-- Supplied data follows --
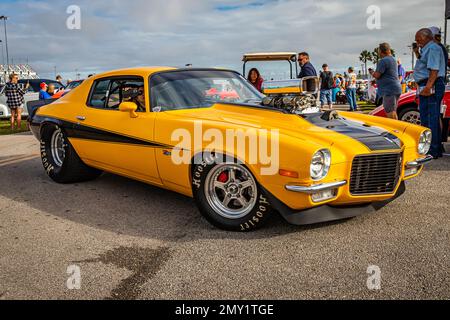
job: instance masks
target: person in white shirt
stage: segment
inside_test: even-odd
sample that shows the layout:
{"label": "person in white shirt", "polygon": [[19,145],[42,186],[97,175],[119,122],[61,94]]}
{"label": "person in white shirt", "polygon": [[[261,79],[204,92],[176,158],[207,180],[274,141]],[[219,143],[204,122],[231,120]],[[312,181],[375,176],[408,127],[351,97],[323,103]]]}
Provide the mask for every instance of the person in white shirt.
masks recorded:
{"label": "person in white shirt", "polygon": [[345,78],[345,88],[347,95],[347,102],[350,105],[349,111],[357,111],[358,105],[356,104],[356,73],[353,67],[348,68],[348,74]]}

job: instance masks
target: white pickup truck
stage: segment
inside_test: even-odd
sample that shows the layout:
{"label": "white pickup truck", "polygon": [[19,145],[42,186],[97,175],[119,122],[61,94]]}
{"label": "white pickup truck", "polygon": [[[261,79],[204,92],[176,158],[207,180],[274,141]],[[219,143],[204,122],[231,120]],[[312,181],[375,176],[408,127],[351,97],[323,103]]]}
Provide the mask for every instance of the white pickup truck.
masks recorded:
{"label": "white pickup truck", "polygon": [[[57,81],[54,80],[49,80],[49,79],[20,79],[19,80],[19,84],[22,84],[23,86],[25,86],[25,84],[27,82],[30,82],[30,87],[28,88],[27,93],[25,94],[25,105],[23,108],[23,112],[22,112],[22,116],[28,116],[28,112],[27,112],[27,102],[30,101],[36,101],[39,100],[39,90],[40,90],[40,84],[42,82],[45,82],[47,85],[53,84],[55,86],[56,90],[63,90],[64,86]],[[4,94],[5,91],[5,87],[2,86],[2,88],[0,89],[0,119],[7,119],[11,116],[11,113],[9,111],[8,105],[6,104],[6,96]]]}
-- Supplied data concluded --
Work instruction:
Among the lines of the preceding data, which ones hold the word "Provide"? List them.

Response to the task:
Provide the mask for every instance of the person in white shirt.
Provide the mask for every instance of the white pickup truck.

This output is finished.